## EXERCISE TASK
Extract every line of the entries below that contains the string "greenery", matching case exactly.

##########

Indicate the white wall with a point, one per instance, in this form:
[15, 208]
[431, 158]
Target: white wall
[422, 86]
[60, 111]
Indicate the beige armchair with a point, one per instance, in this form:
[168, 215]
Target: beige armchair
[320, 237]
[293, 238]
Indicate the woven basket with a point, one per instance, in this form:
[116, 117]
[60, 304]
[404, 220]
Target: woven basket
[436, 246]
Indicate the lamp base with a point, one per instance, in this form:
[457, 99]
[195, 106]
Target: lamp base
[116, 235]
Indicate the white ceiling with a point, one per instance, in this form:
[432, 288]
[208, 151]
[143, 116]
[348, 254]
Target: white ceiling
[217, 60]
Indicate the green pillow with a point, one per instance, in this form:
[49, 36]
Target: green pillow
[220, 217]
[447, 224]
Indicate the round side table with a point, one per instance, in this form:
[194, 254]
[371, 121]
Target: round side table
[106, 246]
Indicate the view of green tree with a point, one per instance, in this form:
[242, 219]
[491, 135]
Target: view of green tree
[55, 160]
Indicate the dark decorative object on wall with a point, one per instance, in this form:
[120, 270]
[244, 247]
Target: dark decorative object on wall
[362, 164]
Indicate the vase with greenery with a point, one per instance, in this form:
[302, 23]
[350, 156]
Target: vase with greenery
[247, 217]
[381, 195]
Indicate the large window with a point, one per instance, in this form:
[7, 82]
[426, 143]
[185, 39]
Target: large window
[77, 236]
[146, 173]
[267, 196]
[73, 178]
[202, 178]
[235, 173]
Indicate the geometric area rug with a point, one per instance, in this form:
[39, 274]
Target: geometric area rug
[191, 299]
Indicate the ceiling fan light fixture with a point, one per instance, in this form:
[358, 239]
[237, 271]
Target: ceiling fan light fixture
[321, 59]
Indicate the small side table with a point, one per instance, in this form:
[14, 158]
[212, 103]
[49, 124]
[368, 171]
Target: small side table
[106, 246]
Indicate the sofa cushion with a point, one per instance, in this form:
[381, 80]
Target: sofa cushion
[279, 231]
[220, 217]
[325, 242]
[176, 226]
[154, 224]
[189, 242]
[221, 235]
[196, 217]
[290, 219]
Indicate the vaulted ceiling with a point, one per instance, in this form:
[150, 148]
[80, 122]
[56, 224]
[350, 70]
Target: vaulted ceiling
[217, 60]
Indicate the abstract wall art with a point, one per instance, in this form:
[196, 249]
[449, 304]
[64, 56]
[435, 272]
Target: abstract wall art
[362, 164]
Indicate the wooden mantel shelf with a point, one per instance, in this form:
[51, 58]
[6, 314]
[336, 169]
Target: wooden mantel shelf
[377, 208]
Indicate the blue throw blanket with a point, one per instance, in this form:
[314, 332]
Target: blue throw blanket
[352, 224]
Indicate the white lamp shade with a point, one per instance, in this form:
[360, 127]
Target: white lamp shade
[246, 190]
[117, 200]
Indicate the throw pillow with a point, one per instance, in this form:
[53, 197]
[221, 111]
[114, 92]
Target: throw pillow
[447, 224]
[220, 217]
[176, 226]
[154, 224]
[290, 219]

##########

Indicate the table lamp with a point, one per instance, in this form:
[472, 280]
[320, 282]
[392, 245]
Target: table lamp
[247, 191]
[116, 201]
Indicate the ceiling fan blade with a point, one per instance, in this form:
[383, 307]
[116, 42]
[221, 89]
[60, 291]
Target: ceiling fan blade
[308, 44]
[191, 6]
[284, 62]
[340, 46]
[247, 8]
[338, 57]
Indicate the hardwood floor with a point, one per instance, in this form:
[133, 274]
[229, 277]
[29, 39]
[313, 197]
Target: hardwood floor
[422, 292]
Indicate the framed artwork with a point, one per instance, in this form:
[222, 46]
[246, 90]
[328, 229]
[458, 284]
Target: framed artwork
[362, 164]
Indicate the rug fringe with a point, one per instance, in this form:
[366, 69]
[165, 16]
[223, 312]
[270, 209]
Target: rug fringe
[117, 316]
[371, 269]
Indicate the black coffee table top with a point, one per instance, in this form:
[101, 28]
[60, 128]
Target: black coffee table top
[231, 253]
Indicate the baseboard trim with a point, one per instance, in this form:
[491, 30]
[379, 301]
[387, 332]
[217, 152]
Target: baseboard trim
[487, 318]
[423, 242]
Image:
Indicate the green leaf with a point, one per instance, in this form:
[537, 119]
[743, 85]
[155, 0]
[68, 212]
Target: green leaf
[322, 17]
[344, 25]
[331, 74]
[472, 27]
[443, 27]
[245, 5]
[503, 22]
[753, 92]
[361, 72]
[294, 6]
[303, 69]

##########

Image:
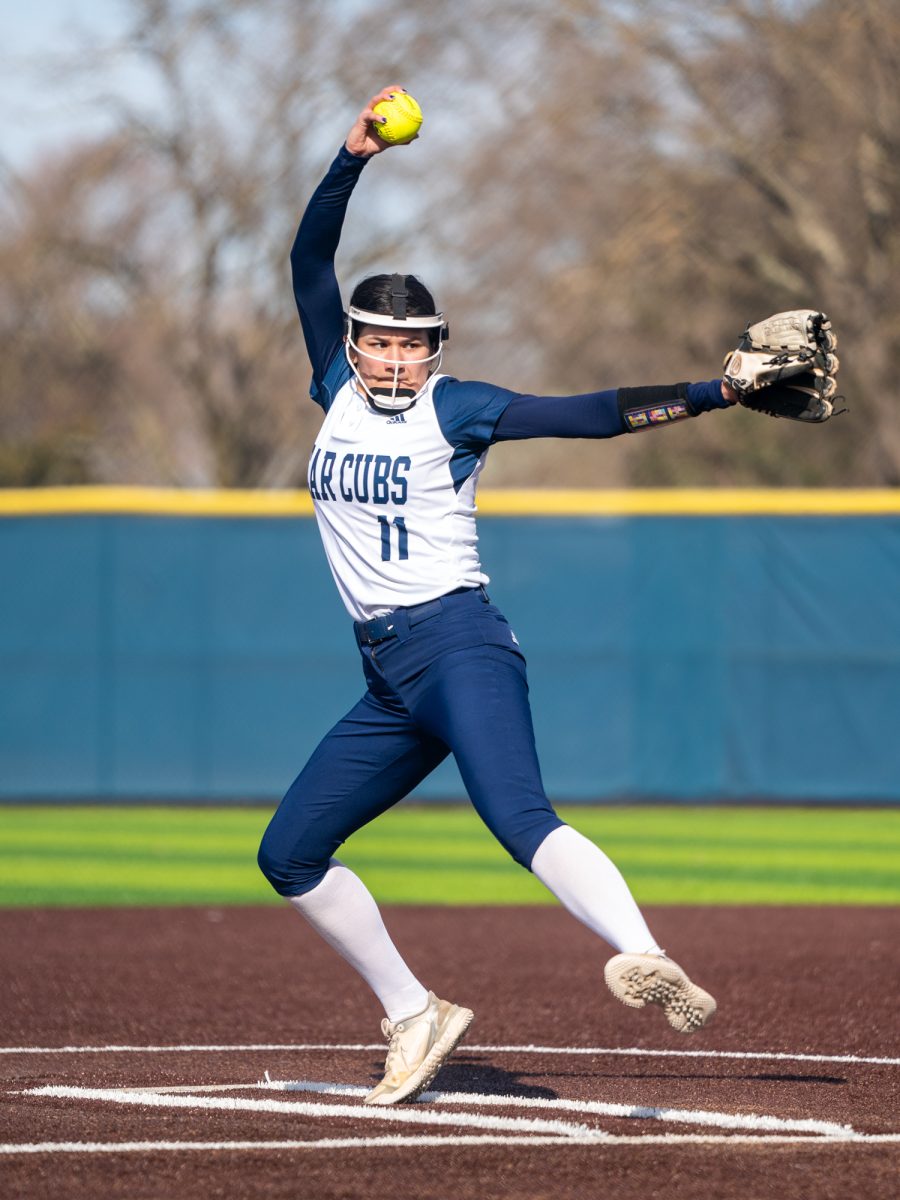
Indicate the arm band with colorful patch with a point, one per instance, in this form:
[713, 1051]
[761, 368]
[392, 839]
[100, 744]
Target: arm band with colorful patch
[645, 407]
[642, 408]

##########

## SOLUTION TO THE PROBLEM
Indicate the vase with greenery with a point, one per instance, in this form:
Target: vase with greenery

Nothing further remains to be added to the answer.